» Aim of the exercise
Would you please return the lines of the entries below starting at the line that has "I would be grateful for your help identifying the woman's" and ending at the line that has "I would be grateful for your help identifying the car side", both included, exactly as they are?

----------------

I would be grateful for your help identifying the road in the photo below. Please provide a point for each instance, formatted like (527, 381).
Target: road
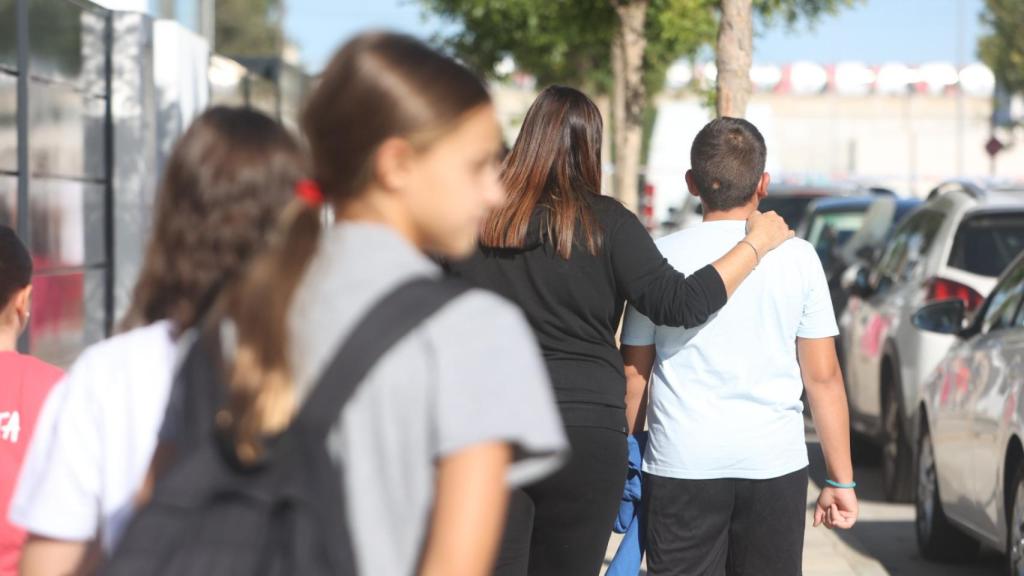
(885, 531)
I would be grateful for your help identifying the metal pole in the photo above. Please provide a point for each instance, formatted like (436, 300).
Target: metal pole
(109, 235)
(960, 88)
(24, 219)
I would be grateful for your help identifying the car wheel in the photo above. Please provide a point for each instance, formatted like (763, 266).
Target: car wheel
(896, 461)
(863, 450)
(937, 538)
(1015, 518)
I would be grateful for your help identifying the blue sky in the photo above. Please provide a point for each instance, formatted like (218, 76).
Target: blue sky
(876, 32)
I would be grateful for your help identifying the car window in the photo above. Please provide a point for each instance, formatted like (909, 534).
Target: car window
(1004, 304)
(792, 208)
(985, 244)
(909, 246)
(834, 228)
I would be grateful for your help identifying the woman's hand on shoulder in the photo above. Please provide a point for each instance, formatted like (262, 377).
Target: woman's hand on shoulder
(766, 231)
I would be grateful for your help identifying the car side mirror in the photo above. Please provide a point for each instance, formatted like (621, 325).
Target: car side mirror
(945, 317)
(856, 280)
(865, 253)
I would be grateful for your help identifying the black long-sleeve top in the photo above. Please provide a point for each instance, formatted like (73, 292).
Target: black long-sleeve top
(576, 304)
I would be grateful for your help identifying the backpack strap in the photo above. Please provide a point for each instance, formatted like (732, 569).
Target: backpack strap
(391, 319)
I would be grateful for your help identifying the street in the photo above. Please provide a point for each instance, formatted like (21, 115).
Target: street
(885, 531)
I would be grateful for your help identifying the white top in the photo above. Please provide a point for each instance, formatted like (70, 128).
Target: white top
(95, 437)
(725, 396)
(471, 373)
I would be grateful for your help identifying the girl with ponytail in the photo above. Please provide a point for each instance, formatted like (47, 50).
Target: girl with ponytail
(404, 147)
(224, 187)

----------------

» Solution for this exercise
I would be grateful for your help identifying the woman's hand on shoulder in the photo above. Please provide a point for each instance, formatted like (262, 377).
Target: woman's hand on shoulder
(766, 231)
I would be grateful for your help identifying the car side mirror in the photo above. Please provide a point for each instance, formatted like (621, 325).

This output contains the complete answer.